§ **Exercise**
Look below for the line with "Study the photograph above. For every instance of the dark storm", and from there restate every line word for word until the entries end.

§ **Supplied material**
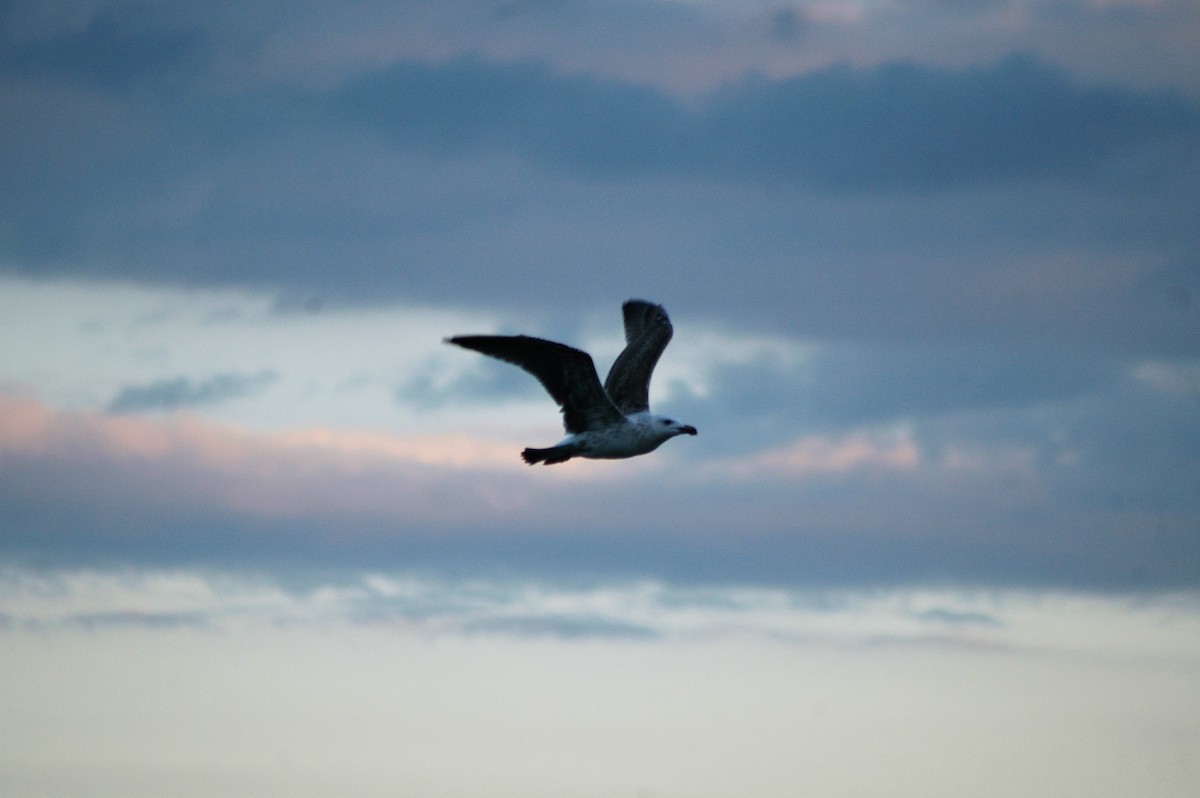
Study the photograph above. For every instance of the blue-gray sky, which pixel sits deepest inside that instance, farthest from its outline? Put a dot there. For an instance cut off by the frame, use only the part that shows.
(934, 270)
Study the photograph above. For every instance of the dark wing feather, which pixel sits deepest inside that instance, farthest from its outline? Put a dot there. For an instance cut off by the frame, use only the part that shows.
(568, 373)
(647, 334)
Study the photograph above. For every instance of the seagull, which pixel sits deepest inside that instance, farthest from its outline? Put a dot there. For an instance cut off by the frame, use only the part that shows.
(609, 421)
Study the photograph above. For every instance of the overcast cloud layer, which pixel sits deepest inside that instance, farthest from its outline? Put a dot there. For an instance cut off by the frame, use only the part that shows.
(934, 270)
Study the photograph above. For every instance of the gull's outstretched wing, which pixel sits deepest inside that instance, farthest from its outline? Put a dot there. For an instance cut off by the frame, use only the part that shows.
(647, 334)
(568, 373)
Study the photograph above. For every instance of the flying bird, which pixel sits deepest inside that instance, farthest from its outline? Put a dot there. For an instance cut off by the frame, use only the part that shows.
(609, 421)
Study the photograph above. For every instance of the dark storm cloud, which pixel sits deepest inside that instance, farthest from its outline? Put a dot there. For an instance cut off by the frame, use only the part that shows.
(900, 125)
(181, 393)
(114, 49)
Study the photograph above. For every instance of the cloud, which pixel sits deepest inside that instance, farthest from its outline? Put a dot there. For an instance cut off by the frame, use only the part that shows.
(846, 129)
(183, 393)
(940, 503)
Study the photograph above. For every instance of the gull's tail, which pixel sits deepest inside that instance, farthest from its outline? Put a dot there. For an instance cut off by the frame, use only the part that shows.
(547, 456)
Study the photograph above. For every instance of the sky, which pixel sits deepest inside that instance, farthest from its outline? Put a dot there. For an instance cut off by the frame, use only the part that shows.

§ **The solution**
Study the photograph above. For every instance of the dark storm cloud, which pixel sits deepest inside that instance, farthest from its outline? Put a dot there. For an instance cut off by the frame, use only the part that shows.
(900, 125)
(181, 393)
(114, 49)
Study the photograph above. For every instance of the cloud, which pixel sits deepest inside that instance, farthest from its outline? Put a dot there. For an instance cut off by the frame, use only the part that shows.
(846, 129)
(183, 393)
(940, 503)
Study the photograph above. For every instance of the gull's tail, which pixel sits deepest inside that instance, farthest from its outline? Put a dot there. For an instance cut off by the frame, use only the part that shows.
(547, 456)
Study the photograph above. For every instance of the sky, which pixel sits deepest inside that instance, farthest from its outline? Put a dot there. For an instance cut off by the frame, use only the part that shows.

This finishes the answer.